WHAT YOU NEED TO DO> Please report how many lines in the data below contain "mushroom". Nothing besides the number should be written.
━━━━
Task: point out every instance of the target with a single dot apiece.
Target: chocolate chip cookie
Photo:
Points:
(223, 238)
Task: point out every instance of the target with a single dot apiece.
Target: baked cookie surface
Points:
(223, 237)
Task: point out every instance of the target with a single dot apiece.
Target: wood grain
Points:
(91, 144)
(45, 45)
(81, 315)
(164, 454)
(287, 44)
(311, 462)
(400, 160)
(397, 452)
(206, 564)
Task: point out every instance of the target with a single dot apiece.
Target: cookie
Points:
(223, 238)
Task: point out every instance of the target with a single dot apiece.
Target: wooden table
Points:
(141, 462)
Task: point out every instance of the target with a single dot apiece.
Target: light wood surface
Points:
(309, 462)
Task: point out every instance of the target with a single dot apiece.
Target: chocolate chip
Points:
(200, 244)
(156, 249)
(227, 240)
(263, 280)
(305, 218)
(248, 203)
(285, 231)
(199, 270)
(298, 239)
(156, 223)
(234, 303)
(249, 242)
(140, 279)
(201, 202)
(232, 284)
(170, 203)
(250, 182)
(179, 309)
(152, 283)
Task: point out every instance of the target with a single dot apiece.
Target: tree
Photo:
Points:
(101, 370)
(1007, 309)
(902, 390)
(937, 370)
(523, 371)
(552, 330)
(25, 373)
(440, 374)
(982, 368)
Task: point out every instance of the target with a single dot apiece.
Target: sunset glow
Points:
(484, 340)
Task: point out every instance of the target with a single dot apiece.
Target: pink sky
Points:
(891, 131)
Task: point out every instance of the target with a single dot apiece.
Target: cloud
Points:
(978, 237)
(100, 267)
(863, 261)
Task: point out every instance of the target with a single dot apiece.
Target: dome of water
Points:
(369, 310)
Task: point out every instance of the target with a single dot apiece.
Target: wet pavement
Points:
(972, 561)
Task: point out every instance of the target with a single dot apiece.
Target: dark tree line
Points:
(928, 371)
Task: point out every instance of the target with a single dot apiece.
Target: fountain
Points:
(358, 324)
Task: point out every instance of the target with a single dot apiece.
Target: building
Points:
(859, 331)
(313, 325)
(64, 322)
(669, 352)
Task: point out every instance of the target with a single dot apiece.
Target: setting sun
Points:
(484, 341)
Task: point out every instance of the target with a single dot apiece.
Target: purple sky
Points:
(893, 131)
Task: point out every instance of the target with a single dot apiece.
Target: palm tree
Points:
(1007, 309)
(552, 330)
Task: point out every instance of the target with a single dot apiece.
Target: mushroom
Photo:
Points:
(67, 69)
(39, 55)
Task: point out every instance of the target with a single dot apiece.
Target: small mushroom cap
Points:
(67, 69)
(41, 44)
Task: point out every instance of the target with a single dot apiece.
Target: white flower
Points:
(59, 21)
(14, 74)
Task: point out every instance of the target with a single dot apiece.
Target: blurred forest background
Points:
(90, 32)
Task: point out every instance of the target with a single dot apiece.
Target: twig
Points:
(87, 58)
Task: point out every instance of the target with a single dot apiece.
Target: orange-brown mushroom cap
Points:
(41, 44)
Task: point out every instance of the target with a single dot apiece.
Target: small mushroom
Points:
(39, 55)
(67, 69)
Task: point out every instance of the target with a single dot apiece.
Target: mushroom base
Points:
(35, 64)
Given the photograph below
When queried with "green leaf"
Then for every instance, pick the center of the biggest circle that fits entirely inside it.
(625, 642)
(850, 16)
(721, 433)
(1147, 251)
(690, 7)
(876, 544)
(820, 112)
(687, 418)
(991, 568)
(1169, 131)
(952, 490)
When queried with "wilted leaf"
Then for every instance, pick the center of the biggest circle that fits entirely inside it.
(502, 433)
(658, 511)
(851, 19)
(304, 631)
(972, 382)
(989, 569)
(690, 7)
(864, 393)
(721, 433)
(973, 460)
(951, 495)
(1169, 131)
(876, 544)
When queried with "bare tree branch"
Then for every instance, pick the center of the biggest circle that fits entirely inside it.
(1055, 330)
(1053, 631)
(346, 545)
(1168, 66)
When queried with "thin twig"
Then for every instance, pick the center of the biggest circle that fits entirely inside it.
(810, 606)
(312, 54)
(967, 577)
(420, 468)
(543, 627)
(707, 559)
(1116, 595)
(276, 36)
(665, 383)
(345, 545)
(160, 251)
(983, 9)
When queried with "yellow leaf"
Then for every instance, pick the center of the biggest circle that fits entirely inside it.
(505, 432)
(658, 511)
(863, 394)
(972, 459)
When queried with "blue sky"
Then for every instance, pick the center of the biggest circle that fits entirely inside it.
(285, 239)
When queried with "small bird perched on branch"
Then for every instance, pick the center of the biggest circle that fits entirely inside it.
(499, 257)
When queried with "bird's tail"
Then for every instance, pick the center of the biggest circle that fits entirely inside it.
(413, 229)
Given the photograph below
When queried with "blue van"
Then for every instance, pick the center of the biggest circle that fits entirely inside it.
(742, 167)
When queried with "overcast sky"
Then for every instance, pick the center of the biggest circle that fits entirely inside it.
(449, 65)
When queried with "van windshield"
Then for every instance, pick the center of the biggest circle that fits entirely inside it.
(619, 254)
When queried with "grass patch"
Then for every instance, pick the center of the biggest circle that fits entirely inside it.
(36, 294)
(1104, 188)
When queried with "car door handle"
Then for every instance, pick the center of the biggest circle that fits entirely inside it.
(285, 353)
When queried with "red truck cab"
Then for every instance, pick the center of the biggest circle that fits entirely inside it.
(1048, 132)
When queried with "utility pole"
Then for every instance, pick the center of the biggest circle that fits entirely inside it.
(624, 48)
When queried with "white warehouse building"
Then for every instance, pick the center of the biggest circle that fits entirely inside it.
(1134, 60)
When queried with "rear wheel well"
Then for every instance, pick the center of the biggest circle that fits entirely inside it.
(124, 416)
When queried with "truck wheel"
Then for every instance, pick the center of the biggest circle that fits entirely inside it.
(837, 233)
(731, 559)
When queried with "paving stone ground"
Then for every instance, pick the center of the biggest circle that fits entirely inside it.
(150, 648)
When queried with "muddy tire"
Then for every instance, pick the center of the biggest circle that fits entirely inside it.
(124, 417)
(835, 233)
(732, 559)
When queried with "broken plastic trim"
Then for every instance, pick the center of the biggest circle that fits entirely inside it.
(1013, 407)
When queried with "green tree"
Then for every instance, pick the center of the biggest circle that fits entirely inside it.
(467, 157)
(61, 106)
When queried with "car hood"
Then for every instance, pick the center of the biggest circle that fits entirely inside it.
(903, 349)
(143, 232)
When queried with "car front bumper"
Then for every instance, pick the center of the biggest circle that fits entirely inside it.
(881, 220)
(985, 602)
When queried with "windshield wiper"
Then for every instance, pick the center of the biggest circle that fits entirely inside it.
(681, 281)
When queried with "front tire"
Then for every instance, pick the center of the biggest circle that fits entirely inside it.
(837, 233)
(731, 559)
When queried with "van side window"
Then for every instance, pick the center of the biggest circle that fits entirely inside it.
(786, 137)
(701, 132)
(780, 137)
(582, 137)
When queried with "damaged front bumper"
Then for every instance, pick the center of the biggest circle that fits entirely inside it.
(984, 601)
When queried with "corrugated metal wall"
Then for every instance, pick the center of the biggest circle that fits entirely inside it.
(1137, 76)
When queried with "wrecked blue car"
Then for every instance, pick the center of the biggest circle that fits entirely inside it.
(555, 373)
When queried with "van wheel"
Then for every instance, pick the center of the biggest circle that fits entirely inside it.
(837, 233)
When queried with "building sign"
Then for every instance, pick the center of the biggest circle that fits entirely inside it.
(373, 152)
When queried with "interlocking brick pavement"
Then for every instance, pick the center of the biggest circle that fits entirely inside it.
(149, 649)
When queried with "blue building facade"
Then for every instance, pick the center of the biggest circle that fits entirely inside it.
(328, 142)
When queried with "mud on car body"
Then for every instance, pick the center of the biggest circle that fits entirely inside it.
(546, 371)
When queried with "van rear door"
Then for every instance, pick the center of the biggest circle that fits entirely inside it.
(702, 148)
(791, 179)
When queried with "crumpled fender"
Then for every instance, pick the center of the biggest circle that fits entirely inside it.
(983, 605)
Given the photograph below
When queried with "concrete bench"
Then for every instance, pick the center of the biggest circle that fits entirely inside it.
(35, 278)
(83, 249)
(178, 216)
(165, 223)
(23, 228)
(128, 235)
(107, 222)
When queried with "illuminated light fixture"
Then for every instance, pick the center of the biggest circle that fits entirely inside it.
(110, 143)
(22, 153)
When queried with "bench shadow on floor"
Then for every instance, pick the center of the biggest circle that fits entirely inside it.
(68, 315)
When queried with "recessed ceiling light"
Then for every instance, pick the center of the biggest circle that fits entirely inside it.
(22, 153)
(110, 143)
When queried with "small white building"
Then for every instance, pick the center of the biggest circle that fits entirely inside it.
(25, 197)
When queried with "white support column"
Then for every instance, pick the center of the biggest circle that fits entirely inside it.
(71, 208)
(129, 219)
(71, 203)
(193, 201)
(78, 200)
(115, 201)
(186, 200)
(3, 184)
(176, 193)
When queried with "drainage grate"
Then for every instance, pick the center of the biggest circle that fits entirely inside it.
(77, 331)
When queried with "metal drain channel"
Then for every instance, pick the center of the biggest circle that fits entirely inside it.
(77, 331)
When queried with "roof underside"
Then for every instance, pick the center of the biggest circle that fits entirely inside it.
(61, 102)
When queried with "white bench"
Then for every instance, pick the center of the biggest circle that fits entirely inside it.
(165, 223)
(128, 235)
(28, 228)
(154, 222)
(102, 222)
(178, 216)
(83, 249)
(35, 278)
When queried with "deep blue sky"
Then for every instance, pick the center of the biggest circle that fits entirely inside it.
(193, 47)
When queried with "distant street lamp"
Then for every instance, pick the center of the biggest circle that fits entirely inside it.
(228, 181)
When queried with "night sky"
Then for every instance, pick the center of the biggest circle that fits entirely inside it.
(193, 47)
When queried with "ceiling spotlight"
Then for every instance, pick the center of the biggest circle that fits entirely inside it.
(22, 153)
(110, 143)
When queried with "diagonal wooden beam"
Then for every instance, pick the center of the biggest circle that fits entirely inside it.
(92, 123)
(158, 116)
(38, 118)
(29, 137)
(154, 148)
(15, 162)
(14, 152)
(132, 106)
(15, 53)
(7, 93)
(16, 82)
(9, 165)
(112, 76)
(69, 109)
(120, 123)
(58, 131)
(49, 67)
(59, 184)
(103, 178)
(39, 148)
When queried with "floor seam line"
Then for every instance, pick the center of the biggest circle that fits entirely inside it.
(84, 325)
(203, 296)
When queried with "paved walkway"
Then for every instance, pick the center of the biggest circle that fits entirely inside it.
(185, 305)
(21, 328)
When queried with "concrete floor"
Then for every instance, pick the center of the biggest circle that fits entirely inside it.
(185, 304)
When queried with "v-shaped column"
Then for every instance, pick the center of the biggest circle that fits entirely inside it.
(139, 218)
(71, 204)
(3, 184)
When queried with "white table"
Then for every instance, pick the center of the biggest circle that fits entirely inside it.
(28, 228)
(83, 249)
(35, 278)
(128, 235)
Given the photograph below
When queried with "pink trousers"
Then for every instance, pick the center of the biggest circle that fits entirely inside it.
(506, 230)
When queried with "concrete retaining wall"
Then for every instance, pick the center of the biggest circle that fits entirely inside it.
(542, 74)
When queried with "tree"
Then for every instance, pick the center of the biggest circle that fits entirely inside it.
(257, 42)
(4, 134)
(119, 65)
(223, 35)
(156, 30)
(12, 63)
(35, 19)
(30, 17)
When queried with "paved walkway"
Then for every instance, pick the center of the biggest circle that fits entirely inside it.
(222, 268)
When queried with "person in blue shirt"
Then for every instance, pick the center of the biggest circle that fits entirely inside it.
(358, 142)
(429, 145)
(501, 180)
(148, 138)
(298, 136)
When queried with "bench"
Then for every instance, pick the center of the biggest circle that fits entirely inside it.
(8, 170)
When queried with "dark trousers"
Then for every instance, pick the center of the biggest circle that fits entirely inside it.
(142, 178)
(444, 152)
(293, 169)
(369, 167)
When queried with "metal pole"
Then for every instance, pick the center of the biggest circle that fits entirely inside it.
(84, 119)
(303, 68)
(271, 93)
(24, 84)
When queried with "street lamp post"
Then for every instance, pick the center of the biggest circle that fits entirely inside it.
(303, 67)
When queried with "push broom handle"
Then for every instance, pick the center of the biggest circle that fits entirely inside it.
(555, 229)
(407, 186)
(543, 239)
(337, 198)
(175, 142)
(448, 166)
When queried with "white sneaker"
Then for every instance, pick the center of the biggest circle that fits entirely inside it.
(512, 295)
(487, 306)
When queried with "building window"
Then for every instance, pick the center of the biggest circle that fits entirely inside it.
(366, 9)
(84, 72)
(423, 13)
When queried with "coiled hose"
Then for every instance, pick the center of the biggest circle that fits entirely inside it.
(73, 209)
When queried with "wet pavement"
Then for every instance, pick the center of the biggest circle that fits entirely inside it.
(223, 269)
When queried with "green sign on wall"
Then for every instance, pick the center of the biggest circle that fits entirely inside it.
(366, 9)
━━━━
ANSWER BELOW> 5